====== 本文抜粋 ======

知事はその前日、那覇市の繁華街で行われた選挙運動を締めくくる「打ち上げ式」で、「私どもの調査では2〜3日前から相手候補の一歩前に出た」と手応えを口にしていただけに、ショックを隠しきれない様子でした。
ある自民党県議は「われわれもいけると思っていた。米軍基地が多く、保守の弱い衆院2区で相手との差を1万5000〜1万8000票に抑えた上で、大票田の那覇を抱える1区は逆に2万票近く引き離せると踏んでいた」と明かします。
自公陣営は、那覇市での形勢逆転を狙い、市議選に公認・推薦合わせて26人の候補と、参院選挙区とのセット戦術を展開。安倍首相や石破茂幹事長ら幹部・閣僚の連日投入で攻勢をかけました。ところが、フタを開けてみると那覇市だけでも糸数氏が6700票余り水をあけていました。
県全体では糸数氏が29万4420票、自民・安里政晃氏が26万1392票の約3万3000票差。同県議は「こちらは相手陣営よりもはるかに市議候補が多かった。なのになぜ上回れなかったのか。理由がわからない」と首をかしげます。

====== データ抜粋 ======

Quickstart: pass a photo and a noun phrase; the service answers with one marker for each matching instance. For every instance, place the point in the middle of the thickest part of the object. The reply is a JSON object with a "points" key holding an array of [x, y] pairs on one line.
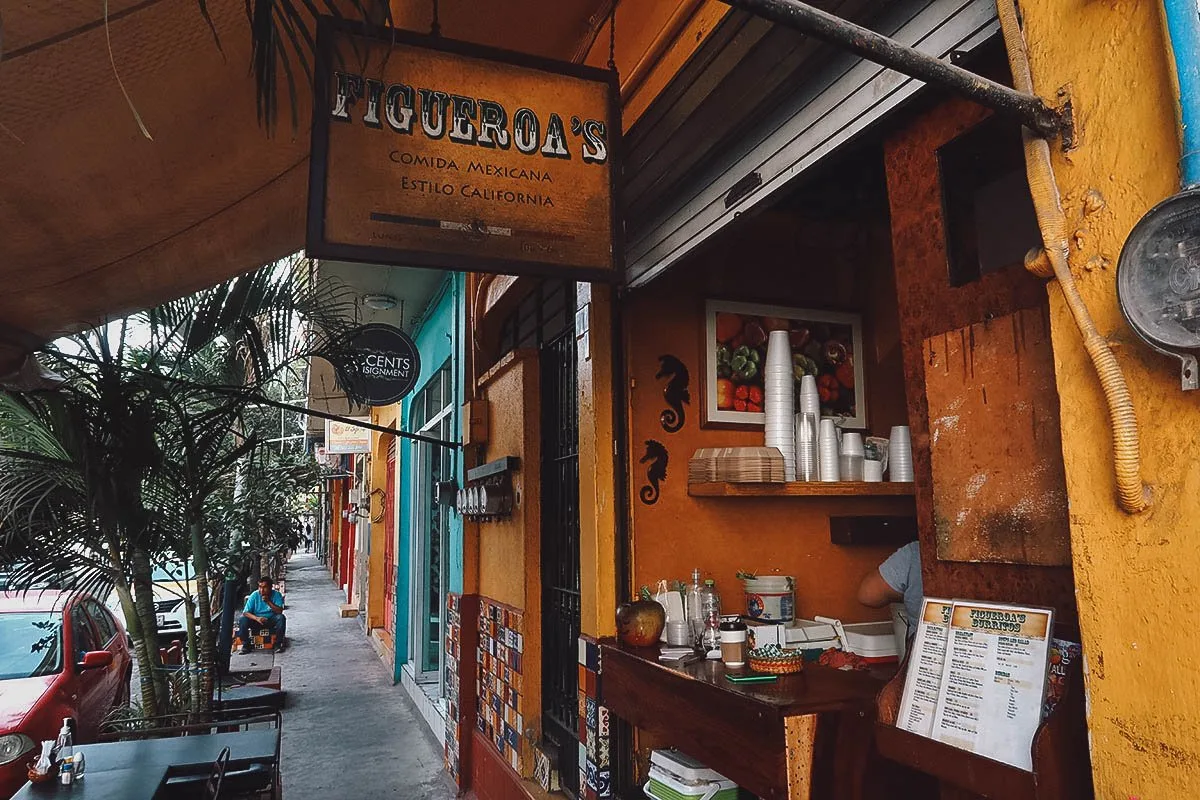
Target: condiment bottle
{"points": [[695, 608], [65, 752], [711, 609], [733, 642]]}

======

• [課題の指示]:
沖縄県の参院選挙区の結果を扱った本文を、最後の一文の直後から引き継いで書き進めてください。 上記の資料は、本文とは別個の資料です。

• [課題の結果]:
暴走政治を批判
前回から立候補者が10人少ない市議選で、日本共産党は1人増の6人を擁立。安倍政権による名護市辺野古(へのこ)への新基地押しつけや憲法9条改悪で「戦争ができる国」に突き進む暴走を批判しました。
国政でも市政でも自公政治の悪政と正面から対決する日本共産党の真価を訴え、沖縄向けに作った法定2号ビラを一気に配布するなど大量政治宣伝で他党を圧倒。「また戦争になってしまう。あの地獄は見たくない」「もう他党には自民党は止められない。共産党しかない」などの共感が広がりました。
別の自民党県議は「ダブル選を通じ、共産党をはじめ糸数陣営が安倍政権との対決姿勢を前面に掲げたことで、無党派層だけでなく保守層の一部からも糸数支持を呼び込む力になったのは間違いない」と語りました。
対抗できる存在
市議選で日本共産党は、1万7781票を獲得し、7氏を擁立した前回から25%の得票増で6氏全員が当選。参院選の比例代表は1万8337得票(得票率13・4%)、前回比62%増でした。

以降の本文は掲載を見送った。